### 表示テキスト
┏━━

3331の1FギャラリーBでは、『坂野充学個展 VISIBLE BREATH』を開催中です。
アーティストであり、3331設立当時からのスタッフでもある坂野充学は、
東京で仕事を続けながらも地元・石川県白山市鶴来でリサーチを続け、
4年の歳月をかけて本作『VISIBLE BREATH』を完成させました。
5面のスクリーンで構成される映像インスタレーションは、
ひとりの民俗学"研究者"の語りから始まります。
地元・鶴来でのリサーチを始めた坂野は、
自身も幼少の頃から参加していた「ほうらい祭り」の起源を
尋ねるために神社を訪れました。
そのとき出会ったのが民俗学"研究者"・村西博二さんです。
村西さんの口から鶴来がかつて鍛冶屋町であったこと、
鍛冶屋文化の起源が古代にまでさかのぼることを聞かされた坂野は、
見慣れた町の風景が一変するほどの衝撃を受けたと言います。

┗━━

### データ欄
┏━━

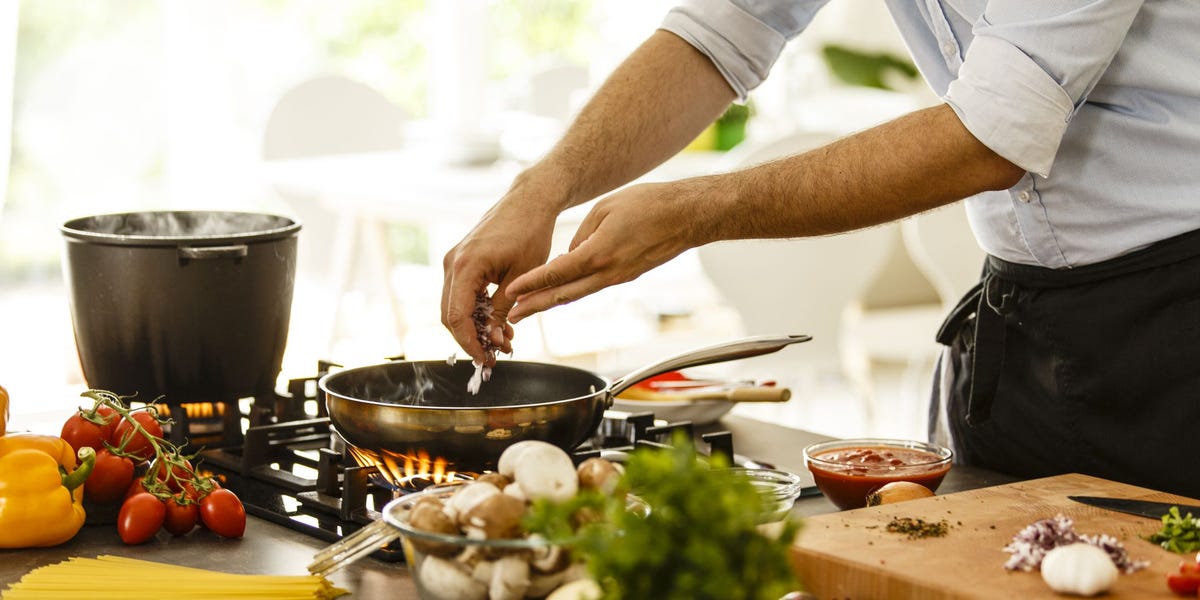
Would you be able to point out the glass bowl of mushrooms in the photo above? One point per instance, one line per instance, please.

┗━━

### 課題内容
表示テキストの中で『』または「」に囲まれた語句を、出てくる順にすべて挙げる。 資料はここでは一切使わない。

### 正しい結果
『坂野充学個展 VISIBLE BREATH』
『VISIBLE BREATH』
「ほうらい祭り」